[Excerpts of pointing data]
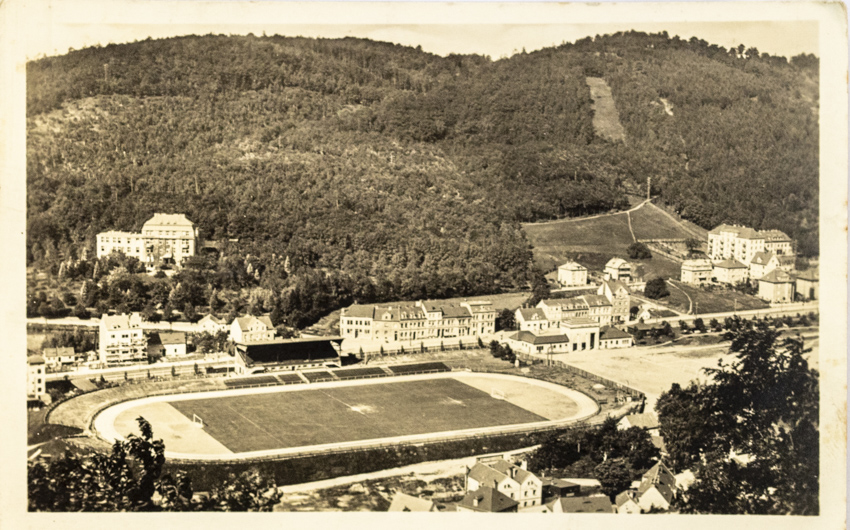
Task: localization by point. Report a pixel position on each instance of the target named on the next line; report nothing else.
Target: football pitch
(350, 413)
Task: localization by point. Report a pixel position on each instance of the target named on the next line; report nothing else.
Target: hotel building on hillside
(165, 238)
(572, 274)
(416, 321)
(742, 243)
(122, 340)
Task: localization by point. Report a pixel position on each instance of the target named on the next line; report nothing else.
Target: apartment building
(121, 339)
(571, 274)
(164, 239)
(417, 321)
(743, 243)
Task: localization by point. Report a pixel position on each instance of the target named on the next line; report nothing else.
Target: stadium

# [TASK STATEMENT]
Copy out every line of the items above word for word, leaving out the pictures.

# [RESPONSE TO THE TASK]
Task: localization by point. Report a pixel position on each instance of the target named on the next line; report nothing else.
Target: football pitch
(350, 413)
Task: localization by point. Report a pixel position on each instance of the target named on the next line; report nothing else.
Target: hotel building on hillside
(165, 238)
(572, 274)
(416, 321)
(742, 243)
(122, 340)
Task: localization by point. Report a pixel position on each instance of the target named on the next line; report nothing else.
Target: apartment building
(121, 339)
(571, 274)
(164, 239)
(417, 321)
(743, 243)
Task: localization by point. Report a pixel position on each instance of the target named on the next line; report nothing else.
Target: stadium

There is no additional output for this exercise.